* **WHAT THIS TASK INVOLVES**:
In the excerpt on the company's stock and voting control, rewrite the text that begins at the words "As a result, the" and stops after "incorporation and by-laws.", changing "mergers" to "business combinations".

-- Start SELECTED EXTRACT --

As disclosed in amendments to its Schedule 13D filed with the SEC by the Chairman and certain affiliated
entities, the Chairman beneficially owns approximately 89% of the aggregate vote of shares of XO Holdings.
As a result, the Chairman has the power to elect all of our directors. Under applicable law and our certificate
of incorporation and by-laws, certain actions can be taken with the approval of holders of a majority of our
voting stock, including mergers, sale of substantially all of our assets and amendments to our certificate of
incorporation and by-laws.
Future sales or issuances of our common stock could adversely affect our stock price and/or our ability
to raise capital.
Future sales or issuances of substantial amounts of our common stock, or the perception that such sales or
issuances could occur, could adversely affect the prevailing market price of the common stock and our ability
to raise capital. As of December 31, 2009, there were 182,075,035 shares of our common stock outstanding,
with additional common shares potentially issuable based on the exercise of warrants, stock options or
preferred stock.
There are options outstanding to purchase 7.4 million shares of our common stock that have been reserved for
issuance under the XO Communications, Inc. 2002 Stock Incentive Plan as of December 31, 2009. Unless
surrendered or canceled earlier under the terms of the 2002 Stock Incentive Plan, those options will begin to
expire in 2013. In addition, the 2002 Stock Incentive Plan authorizes future grants of options to purchase our
common stock, or awards of our restricted common stock, with respect to 8.2 million additional shares of our
common stock.
Pursuant to the terms of the Class A preferred stock, the number of shares of common stock into which the
Class A preferred stock is convertible increases quarterly. On February 5, 2009, ACF Industries Holding Corp.
(“ACF Holding”), an affiliate of Mr. Carl Icahn, the Chairman of our Board of Directors and our majority
stockholder (the “Chairman”), agreed to extend the date on which we would be required to redeem the shares
of Class A Preferred Stock held by ACF Holding (the “ACF Holding Shares”) from January 15, 2010 to a date
no later than April 15, 2010. The extension did not affect the redemption date of any of the shares of Class A
Preferred Stock other than the ACF Holding Shares. On July 9, 2009, the Company redeemed 304,314 shares
of Class A preferred stock from entities unaffiliated with the Company at an aggregate purchase price of
approximately $18.4 million, which reduced the number of outstanding shares of Class A preferred stock to
3,695,686. On January 15, 2010, the Company redeemed all 599,137 shares of Class A preferred stock held by
entities unaffiliated with the Chairman at an aggregate purchase price of approximately $41.4 million. As of
March 31, 2010 ACF Holding is the holder of 100% of the remaining 3,096,549 shares of Class A preferred
stock. The Company is required to redeem any outstanding ACF Holding Shares for cash at an aggregate
liquidation preference of up to $217.4 million at a date no later than April 15, 2010. ACF Holding has the
right to require us to register for resale the Class A preferred stock and the shares of common stock into which
it is convertible under the Securities Act, and to include such preferred stock and/or common stock in certain
registration statements filed by us from time to time. As of December 31, 2009, approximately half of the
Class A preferred stock shares have been registered.

-- End SELECTED EXTRACT --
-- Start DATA LISTING --

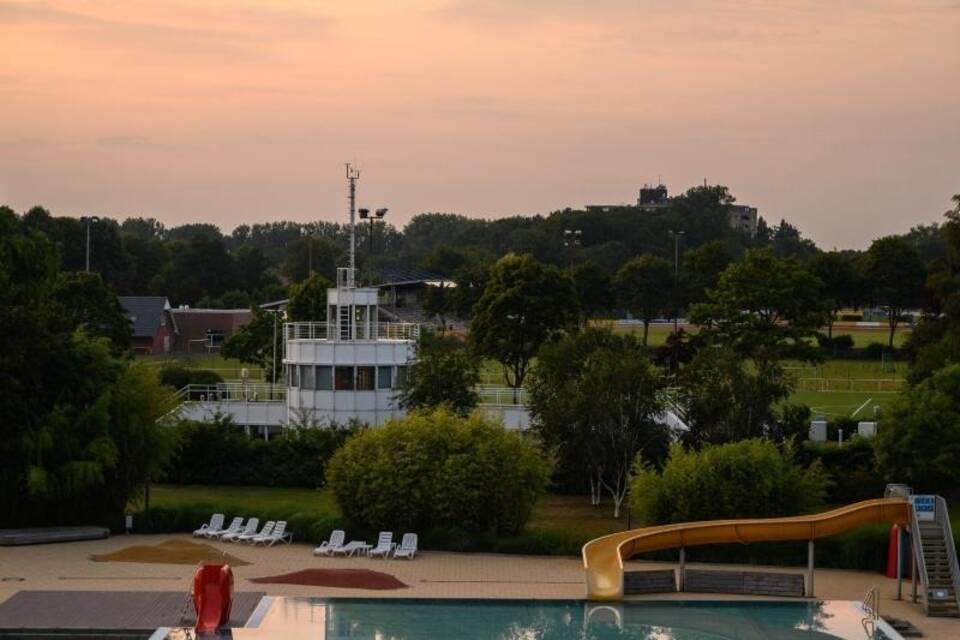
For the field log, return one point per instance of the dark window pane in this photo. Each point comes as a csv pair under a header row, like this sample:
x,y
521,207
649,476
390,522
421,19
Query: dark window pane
x,y
384,377
365,378
324,378
306,376
343,379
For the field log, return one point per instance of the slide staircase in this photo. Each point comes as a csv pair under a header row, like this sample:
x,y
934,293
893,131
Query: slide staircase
x,y
936,556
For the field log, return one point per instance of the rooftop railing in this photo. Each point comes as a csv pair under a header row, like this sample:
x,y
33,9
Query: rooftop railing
x,y
346,332
233,392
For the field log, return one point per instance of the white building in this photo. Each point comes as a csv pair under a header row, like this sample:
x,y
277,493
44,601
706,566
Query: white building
x,y
349,367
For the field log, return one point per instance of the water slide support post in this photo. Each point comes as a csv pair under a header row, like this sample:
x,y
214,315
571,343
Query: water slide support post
x,y
683,569
899,563
913,575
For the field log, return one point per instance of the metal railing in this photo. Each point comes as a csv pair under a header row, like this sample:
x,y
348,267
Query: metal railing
x,y
870,385
943,517
503,396
232,392
358,331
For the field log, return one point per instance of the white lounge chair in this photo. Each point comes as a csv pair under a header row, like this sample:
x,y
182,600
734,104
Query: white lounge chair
x,y
407,548
278,534
327,547
249,537
234,527
250,529
352,547
215,524
384,545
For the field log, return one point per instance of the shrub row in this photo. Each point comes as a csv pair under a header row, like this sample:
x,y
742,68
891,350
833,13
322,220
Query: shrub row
x,y
220,453
312,528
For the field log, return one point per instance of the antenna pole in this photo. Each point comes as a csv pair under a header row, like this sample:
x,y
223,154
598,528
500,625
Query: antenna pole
x,y
353,174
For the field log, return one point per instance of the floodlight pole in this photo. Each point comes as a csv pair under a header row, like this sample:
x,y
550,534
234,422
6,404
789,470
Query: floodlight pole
x,y
676,276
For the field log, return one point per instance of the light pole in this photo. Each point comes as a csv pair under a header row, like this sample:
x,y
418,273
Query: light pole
x,y
378,214
676,275
571,240
88,220
308,234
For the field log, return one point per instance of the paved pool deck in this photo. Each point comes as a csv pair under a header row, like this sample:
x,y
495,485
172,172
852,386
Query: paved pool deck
x,y
59,567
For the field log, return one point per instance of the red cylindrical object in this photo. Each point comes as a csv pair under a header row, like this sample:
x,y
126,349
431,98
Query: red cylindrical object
x,y
892,553
212,596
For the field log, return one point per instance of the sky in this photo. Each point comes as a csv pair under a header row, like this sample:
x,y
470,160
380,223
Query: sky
x,y
842,116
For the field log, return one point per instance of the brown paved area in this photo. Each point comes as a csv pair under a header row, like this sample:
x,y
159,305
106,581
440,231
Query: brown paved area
x,y
431,575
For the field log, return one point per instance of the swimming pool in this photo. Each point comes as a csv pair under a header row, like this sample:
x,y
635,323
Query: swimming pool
x,y
396,619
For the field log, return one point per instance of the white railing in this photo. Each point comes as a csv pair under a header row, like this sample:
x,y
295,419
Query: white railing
x,y
360,331
502,396
232,392
869,385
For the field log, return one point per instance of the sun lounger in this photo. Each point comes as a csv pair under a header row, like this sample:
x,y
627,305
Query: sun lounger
x,y
234,527
279,534
384,545
249,530
327,547
408,547
267,529
351,548
215,524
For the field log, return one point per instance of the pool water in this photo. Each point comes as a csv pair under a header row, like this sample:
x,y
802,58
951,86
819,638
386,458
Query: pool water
x,y
389,619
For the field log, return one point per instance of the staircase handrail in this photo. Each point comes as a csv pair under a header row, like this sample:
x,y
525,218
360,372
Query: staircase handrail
x,y
943,516
920,564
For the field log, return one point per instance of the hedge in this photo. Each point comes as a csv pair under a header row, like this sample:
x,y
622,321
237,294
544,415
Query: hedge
x,y
220,453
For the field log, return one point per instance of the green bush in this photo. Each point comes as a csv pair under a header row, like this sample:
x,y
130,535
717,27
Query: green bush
x,y
434,470
178,376
221,453
746,479
918,441
852,468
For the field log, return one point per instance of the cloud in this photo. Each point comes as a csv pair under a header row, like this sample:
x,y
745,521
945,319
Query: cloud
x,y
195,28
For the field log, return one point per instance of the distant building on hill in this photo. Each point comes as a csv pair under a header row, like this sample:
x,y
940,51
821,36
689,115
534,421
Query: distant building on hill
x,y
154,328
654,197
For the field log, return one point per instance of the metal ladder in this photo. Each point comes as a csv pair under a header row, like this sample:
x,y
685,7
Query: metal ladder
x,y
936,562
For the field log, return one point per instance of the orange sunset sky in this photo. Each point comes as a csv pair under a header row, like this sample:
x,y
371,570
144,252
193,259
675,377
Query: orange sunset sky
x,y
842,116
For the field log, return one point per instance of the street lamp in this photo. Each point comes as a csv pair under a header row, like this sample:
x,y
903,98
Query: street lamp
x,y
378,214
308,234
571,240
88,220
676,274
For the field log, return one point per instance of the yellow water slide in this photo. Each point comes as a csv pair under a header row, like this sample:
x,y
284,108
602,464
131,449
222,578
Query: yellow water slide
x,y
603,557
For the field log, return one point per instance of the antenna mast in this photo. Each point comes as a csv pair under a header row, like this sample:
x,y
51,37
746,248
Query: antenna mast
x,y
353,174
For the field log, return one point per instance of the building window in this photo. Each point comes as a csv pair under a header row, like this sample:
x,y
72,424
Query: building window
x,y
384,377
306,376
343,379
365,380
324,378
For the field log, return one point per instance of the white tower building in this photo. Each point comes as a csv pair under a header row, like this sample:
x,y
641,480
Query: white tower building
x,y
350,366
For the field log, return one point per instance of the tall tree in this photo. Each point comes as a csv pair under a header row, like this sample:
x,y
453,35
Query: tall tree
x,y
841,286
646,287
764,308
308,300
894,276
259,342
701,270
596,398
524,304
88,303
445,374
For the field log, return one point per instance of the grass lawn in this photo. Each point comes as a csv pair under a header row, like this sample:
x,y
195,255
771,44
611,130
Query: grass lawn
x,y
570,515
842,404
249,500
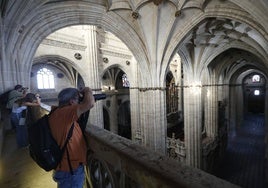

-- End DATA LISTING --

* **OUTPUT FOR THIS EXERCISE**:
As a result, the Chairman has the power to elect all of our directors. Under applicable law and our certificate
of incorporation and by-laws, certain actions can be taken with the approval of holders of a majority of our
voting stock, including business combinations, sale of substantially all of our assets and amendments to our certificate of
incorporation and by-laws.